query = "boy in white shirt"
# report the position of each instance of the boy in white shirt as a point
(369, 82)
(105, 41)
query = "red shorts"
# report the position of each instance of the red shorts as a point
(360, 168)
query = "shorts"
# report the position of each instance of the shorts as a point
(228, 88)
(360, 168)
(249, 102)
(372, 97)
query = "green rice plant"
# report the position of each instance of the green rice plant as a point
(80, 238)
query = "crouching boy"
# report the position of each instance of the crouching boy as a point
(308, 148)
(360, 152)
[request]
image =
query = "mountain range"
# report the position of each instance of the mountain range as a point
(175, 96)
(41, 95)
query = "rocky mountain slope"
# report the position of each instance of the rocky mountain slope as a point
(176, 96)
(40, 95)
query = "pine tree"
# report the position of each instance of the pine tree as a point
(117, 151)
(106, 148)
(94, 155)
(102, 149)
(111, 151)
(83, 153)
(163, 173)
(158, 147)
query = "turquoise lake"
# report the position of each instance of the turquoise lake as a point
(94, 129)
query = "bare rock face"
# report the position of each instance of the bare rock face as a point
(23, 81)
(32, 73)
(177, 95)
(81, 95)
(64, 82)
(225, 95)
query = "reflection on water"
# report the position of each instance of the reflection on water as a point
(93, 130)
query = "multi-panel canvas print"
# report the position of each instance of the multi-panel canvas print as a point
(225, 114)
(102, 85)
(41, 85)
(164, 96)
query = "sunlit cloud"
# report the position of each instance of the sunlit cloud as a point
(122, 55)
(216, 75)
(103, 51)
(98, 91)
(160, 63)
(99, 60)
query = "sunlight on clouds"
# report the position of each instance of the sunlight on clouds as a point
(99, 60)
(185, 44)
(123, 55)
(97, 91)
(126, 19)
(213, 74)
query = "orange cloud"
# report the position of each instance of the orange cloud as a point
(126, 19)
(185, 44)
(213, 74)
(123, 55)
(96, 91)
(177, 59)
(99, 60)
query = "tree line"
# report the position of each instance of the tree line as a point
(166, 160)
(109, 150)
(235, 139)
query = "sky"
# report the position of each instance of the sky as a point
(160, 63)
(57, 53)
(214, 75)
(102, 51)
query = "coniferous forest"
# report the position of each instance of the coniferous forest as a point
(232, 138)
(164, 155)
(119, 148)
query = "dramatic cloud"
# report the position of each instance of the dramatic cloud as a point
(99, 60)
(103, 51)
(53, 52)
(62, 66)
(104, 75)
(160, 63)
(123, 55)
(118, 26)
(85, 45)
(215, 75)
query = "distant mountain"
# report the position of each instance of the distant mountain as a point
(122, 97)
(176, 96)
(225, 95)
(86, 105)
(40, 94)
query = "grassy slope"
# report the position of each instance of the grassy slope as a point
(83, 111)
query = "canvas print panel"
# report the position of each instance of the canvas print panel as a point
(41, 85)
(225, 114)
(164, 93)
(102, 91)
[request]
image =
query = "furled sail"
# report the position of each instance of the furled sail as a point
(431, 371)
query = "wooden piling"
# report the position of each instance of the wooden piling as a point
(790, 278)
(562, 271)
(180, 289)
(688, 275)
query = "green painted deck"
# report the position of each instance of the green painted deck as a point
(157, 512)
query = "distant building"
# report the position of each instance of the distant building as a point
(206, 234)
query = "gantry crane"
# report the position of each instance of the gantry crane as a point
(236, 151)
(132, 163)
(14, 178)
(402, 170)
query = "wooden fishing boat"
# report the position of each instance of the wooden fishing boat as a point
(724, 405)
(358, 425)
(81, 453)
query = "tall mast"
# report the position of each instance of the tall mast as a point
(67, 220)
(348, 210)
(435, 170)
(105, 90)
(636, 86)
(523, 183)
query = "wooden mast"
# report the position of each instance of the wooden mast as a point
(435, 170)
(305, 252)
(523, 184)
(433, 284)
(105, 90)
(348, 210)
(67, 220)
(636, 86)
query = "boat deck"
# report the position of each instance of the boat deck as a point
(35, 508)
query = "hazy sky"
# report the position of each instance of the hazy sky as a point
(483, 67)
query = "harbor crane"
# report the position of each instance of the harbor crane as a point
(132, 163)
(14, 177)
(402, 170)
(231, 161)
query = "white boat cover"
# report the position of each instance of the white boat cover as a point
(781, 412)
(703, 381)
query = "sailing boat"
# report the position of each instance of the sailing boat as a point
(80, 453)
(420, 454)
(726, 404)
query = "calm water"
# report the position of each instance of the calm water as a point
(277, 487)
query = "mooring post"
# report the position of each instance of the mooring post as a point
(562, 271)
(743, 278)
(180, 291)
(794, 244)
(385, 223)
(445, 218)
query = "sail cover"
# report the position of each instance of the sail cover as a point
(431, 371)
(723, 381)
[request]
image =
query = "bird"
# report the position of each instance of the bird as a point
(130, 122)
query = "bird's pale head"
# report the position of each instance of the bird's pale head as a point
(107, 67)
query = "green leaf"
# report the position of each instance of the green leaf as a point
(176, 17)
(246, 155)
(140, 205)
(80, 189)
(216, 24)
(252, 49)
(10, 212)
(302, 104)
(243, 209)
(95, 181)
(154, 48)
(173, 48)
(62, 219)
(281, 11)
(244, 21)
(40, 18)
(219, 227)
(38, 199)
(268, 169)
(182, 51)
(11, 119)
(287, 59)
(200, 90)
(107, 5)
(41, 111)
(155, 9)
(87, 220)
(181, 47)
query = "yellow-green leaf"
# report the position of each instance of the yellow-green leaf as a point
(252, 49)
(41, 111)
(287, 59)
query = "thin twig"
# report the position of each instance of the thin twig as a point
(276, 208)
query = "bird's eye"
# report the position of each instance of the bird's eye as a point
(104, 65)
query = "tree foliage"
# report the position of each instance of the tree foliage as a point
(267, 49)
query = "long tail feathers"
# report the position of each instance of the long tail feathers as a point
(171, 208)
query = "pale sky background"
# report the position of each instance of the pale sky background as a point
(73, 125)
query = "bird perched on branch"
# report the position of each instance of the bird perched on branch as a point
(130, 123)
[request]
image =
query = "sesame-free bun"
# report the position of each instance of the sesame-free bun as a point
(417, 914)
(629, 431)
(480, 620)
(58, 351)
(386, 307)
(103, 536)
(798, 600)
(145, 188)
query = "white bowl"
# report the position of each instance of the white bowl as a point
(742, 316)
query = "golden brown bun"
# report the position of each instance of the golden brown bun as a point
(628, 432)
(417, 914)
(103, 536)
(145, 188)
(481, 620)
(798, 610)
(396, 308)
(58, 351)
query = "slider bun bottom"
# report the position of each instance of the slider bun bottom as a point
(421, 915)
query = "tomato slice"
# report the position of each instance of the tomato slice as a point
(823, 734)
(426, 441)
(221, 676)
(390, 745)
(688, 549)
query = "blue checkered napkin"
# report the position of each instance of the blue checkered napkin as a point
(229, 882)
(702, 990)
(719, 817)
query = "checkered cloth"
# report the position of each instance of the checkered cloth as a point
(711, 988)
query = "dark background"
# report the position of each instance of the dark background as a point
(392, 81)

○ ○ ○ ○ ○

◆ WORK TASK ◆
Set down the data exactly.

◆ EXERCISE OUTPUT ◆
query = "boy in white shirt"
# report the position of each instance of the boy in white shirt as a point
(369, 82)
(105, 41)
query = "red shorts"
# report the position of each instance of the red shorts as a point
(360, 168)
query = "shorts"
# report the position of each instance of the shorts as a point
(228, 88)
(360, 168)
(249, 102)
(372, 97)
query = "green rice plant"
# report the position of each instance of the green rice plant as a point
(80, 238)
query = "crouching boy"
# report the position of each instance of the crouching boy as a point
(308, 148)
(360, 152)
[request]
image =
query = "mountain range"
# report the position of each instance of the mountain range as a point
(175, 96)
(41, 95)
query = "rocky mountain slope"
# report the position of each instance of the rocky mountain slope as a point
(176, 96)
(40, 95)
query = "pine tree"
# report the position of each instance of the pine tree as a point
(117, 151)
(106, 148)
(94, 155)
(102, 149)
(111, 151)
(83, 153)
(163, 173)
(158, 147)
query = "turquoise lake"
# report the position of each instance of the turquoise lake as a point
(94, 129)
query = "bare rock face"
# report the position of each instance of the bare rock face as a point
(23, 81)
(32, 73)
(177, 95)
(81, 95)
(64, 82)
(225, 95)
query = "reflection on water"
# report the position of each instance of the reflection on water as a point
(93, 130)
query = "multi-panel canvas print"
# report the position of each instance of the multi-panel canvas print as a point
(225, 114)
(102, 85)
(41, 85)
(164, 96)
query = "sunlit cloud"
# report the position of each instance of the sunlit cloud as a point
(122, 55)
(216, 75)
(103, 51)
(98, 91)
(160, 63)
(99, 60)
query = "sunlight on clouds"
# report the position of each instance of the sunlight on clouds as a point
(99, 60)
(185, 44)
(123, 55)
(97, 91)
(126, 19)
(213, 74)
query = "orange cloud"
# report the position of each instance of the orange cloud as a point
(126, 19)
(185, 44)
(213, 74)
(123, 55)
(96, 91)
(177, 59)
(99, 60)
query = "tree line"
# report the position of each instance of the tree line as a point
(166, 160)
(109, 150)
(235, 139)
query = "sky"
# report the position of each instance of the sky as a point
(160, 63)
(57, 53)
(214, 75)
(102, 51)
query = "coniferous forest"
# report the position of each instance of the coniferous forest as a point
(232, 138)
(164, 155)
(119, 148)
query = "dramatic cloud"
# report the position of each instance of the dramatic cloud as a point
(99, 60)
(103, 51)
(53, 52)
(62, 66)
(104, 75)
(160, 63)
(123, 55)
(118, 26)
(85, 45)
(215, 75)
query = "distant mountain"
# report the position of each instance of the distant mountain as a point
(122, 97)
(176, 96)
(225, 95)
(86, 105)
(40, 94)
query = "grassy slope"
# report the position of each instance of the grassy slope as a point
(83, 111)
query = "canvas print panel"
# report the position of each instance of the canvas print panel as a point
(41, 85)
(225, 114)
(164, 93)
(102, 91)
[request]
image =
query = "furled sail"
# report the position of each instance of the furled sail as a point
(431, 371)
query = "wooden piling"
# report the position of each instance of the wooden piling as a point
(790, 278)
(562, 271)
(180, 289)
(688, 275)
query = "green painted deck"
# report the position of each instance of the green painted deck as a point
(157, 512)
query = "distant building"
# report the position of each instance of the distant building as a point
(206, 234)
query = "gantry crane"
# report the position of each instance of the gantry crane as a point
(236, 151)
(132, 163)
(14, 178)
(402, 170)
query = "wooden fishing boat"
# report the position of each instance of the wooden fishing boat as a point
(724, 405)
(358, 425)
(81, 453)
query = "tall mast"
# report the position of each instance of the tall mast as a point
(67, 220)
(348, 210)
(435, 170)
(105, 90)
(636, 86)
(523, 183)
query = "wooden mast"
# report the position of each instance of the wooden mast as a point
(435, 170)
(305, 252)
(523, 184)
(433, 284)
(105, 90)
(348, 210)
(67, 220)
(636, 86)
query = "boat deck"
# report the position of each instance of the boat deck as a point
(35, 508)
query = "hazy sky"
# report the position of each instance of the hazy sky as a point
(483, 67)
query = "harbor crane"
# report the position of each instance of the harbor crane as a point
(132, 163)
(14, 177)
(402, 170)
(231, 161)
query = "white boat cover"
# report the position of each instance of the white boat cover as a point
(781, 412)
(703, 381)
query = "sailing boat"
# report the position of each instance of the sailing boat as a point
(80, 453)
(420, 454)
(726, 404)
query = "calm water"
# report the position of each instance of the calm water as a point
(277, 487)
query = "mooring post"
# report the position of each instance of the mooring post as a point
(562, 271)
(743, 278)
(180, 291)
(794, 244)
(385, 223)
(445, 218)
query = "sail cover"
# report the position of each instance of the sail cover as a point
(431, 371)
(723, 381)
[request]
image =
query = "bird"
# report the position of each instance of the bird as a point
(130, 122)
query = "bird's pale head"
# report the position of each instance of the bird's pale head as a point
(107, 67)
query = "green leaf"
# report the position of each instance of the green leaf as a point
(176, 17)
(246, 155)
(140, 205)
(80, 189)
(216, 24)
(252, 49)
(10, 212)
(302, 104)
(243, 209)
(95, 181)
(154, 48)
(173, 48)
(62, 219)
(281, 11)
(244, 21)
(40, 18)
(219, 227)
(38, 199)
(268, 169)
(182, 51)
(11, 119)
(287, 59)
(200, 90)
(107, 5)
(41, 111)
(155, 9)
(87, 220)
(181, 47)
query = "yellow-green leaf"
# report the position of each instance of the yellow-green leaf as a point
(252, 49)
(41, 111)
(287, 59)
query = "thin twig"
# report the position of each instance of the thin twig as a point
(276, 208)
query = "bird's eye"
# report the position of each instance of the bird's eye as a point
(104, 65)
query = "tree foliage"
# report the position of each instance of the tree foliage as a point
(267, 49)
query = "long tail feathers"
# report the position of each instance of the long tail feathers as a point
(171, 208)
query = "pale sky background"
# report the position of each instance of the pale sky background as a point
(73, 125)
query = "bird perched on branch"
# report the position of each instance of the bird perched on branch as a point
(130, 123)
[request]
image =
query = "sesame-free bun"
# report the position of each instance of the sesame-free bun as a point
(417, 914)
(629, 431)
(480, 620)
(58, 351)
(386, 307)
(103, 536)
(798, 600)
(145, 188)
query = "white bowl"
# report the position of each instance of the white bowl as a point
(742, 316)
query = "golden brown bun"
# report the position of each instance of the golden brown bun as a point
(628, 432)
(417, 914)
(103, 536)
(145, 188)
(481, 620)
(798, 610)
(396, 308)
(58, 351)
query = "slider bun bottom"
# report the position of each instance of the slider bun bottom as a point
(421, 915)
query = "tomato slice"
# report the position of each instance of the tomato slice as a point
(823, 734)
(426, 441)
(221, 676)
(390, 745)
(688, 549)
query = "blue checkered napkin"
# report the position of each instance of the blue checkered napkin as a point
(229, 882)
(702, 990)
(719, 817)
query = "checkered cloth"
# report the position of each instance of the checkered cloth as a point
(711, 988)
query = "dark background"
# report the position of each instance of the dark background as a point
(392, 81)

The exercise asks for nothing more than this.